%%

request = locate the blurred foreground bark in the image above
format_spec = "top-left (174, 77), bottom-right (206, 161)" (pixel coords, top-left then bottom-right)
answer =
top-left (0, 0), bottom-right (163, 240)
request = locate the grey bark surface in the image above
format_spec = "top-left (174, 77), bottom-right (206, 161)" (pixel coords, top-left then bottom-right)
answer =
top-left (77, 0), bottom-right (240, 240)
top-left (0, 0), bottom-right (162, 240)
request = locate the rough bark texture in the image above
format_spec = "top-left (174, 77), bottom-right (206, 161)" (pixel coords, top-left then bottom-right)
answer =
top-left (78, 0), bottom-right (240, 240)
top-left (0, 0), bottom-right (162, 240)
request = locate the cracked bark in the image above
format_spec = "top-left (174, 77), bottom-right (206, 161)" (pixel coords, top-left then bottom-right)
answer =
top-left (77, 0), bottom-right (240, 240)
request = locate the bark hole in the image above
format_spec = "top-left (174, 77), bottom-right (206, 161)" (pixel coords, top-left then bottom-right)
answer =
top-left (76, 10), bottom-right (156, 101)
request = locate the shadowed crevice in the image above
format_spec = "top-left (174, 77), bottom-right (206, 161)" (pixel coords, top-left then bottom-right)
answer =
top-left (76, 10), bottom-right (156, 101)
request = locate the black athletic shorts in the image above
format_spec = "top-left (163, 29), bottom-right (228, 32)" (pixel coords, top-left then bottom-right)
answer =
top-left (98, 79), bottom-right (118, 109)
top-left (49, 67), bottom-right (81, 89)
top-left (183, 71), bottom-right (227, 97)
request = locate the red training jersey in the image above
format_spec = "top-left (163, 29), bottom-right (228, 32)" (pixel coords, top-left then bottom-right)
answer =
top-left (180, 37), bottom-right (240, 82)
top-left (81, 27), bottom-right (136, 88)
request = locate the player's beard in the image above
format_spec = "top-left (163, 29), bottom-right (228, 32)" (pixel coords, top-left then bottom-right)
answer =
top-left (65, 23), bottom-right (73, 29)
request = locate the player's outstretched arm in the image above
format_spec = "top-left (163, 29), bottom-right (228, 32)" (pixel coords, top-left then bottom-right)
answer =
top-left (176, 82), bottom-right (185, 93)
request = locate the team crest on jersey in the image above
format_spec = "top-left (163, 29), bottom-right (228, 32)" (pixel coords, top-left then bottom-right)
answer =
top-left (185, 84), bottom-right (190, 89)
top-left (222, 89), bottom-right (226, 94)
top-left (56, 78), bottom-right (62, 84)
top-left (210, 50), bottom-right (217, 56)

%%

Directions: Reproduce only the part of the rows above that opens with the line containing "request = locate the grey" and closes with the line containing "top-left (176, 82), bottom-right (185, 93)", both of those lines included, leaving the requests and their format samples unchanged. In the answers, multiply every coordinate by 2.4 and round each result to a whole number, with halves rounding up.

Answer to the exercise:
request = locate the grey bark surface in the image above
format_spec = "top-left (174, 77), bottom-right (206, 161)" (pixel coords, top-left then bottom-right)
answer =
top-left (185, 0), bottom-right (576, 576)
top-left (0, 0), bottom-right (389, 576)
request = locate the rough bark texture in the image above
format_spec = "top-left (174, 77), bottom-right (206, 161)" (pixel coords, top-left then bottom-right)
answer =
top-left (187, 0), bottom-right (576, 576)
top-left (0, 0), bottom-right (389, 576)
request = locate the cracked bark in the image above
format_spec = "top-left (174, 77), bottom-right (206, 161)" (pixel coords, top-left then bottom-right)
answer =
top-left (185, 0), bottom-right (576, 576)
request = locate the bark hole in the image above
format_spec = "top-left (174, 77), bottom-right (206, 161)" (pixel coords, top-left then bottom-right)
answer =
top-left (182, 24), bottom-right (374, 242)
request = locate the shadowed crevice in the image above
format_spec = "top-left (174, 77), bottom-right (206, 161)" (pixel coords, top-left then bottom-right)
answer =
top-left (182, 24), bottom-right (374, 242)
request = locate the black athletic shorts in the image above
format_spec = "top-left (163, 29), bottom-right (228, 32)" (pixel coords, top-left then bottom-right)
answer =
top-left (235, 190), bottom-right (283, 262)
top-left (118, 161), bottom-right (194, 214)
top-left (439, 170), bottom-right (545, 233)
request = locate the red training jersey in the image above
format_spec = "top-left (163, 29), bottom-right (228, 32)" (pixel coords, top-left then bottom-right)
answer =
top-left (432, 89), bottom-right (576, 197)
top-left (194, 65), bottom-right (326, 211)
request = locate the player's beard in the image above
format_spec = "top-left (163, 29), bottom-right (228, 32)" (pixel coords, top-left then bottom-right)
answer =
top-left (156, 55), bottom-right (175, 70)
request = locate the player's outstretched arm in the image above
format_spec = "top-left (163, 29), bottom-right (228, 32)" (pixel coords, top-left then bottom-right)
answer =
top-left (422, 197), bottom-right (444, 223)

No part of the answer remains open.